• RECORDS FOR THE TASK:
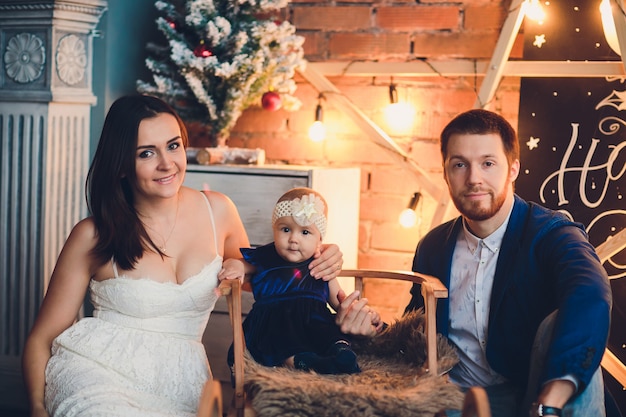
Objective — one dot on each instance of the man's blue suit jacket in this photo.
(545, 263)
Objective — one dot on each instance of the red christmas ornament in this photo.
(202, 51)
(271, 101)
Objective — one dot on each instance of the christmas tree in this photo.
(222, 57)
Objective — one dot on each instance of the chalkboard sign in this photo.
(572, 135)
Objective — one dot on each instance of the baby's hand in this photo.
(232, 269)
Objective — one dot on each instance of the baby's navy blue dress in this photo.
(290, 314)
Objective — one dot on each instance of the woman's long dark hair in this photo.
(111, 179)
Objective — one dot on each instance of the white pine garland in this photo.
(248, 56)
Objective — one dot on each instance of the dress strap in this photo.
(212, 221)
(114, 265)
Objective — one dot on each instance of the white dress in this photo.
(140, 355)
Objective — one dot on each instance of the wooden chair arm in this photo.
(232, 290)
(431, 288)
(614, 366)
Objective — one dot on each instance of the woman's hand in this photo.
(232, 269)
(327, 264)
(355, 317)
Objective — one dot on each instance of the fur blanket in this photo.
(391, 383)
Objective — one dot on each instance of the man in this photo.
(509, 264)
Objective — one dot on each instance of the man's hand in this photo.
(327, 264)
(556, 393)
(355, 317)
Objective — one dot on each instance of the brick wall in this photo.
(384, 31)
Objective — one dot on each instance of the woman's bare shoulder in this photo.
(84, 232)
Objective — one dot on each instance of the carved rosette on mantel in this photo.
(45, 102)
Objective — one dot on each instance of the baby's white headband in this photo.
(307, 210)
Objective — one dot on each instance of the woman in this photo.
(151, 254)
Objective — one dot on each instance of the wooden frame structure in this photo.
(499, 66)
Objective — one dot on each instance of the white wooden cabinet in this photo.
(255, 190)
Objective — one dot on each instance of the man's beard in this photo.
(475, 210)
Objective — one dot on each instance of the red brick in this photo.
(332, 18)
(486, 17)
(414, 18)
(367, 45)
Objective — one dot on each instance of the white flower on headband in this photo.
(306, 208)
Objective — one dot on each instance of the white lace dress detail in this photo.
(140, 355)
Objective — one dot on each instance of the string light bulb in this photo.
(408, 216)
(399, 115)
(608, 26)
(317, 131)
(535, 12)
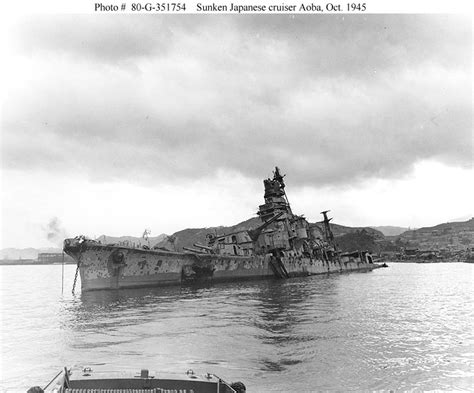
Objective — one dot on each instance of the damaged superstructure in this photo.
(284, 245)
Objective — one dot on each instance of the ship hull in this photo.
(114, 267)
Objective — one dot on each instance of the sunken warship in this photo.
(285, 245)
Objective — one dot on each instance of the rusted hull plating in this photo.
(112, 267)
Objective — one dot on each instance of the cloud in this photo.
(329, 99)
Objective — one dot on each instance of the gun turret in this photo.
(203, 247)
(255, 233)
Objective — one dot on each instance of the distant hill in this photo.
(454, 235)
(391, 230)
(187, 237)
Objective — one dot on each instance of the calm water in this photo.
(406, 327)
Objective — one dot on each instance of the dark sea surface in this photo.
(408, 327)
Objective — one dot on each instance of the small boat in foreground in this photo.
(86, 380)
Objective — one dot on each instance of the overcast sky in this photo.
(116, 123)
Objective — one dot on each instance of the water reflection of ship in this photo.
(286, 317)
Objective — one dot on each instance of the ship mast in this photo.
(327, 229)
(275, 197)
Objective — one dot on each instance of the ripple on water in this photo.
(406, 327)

• SET EXERCISE:
Rewrite the lines from the one containing "Objective — one dot on each instance of the ship mast" through the end of the data, swapping "ripple" for "wave" and leaving everything else unchanged.

• SOLVED EXERCISE:
Objective — one dot on each instance of the ship mast in this photo.
(327, 229)
(275, 197)
Objective — one dot on each instance of the wave on water in this photo.
(406, 327)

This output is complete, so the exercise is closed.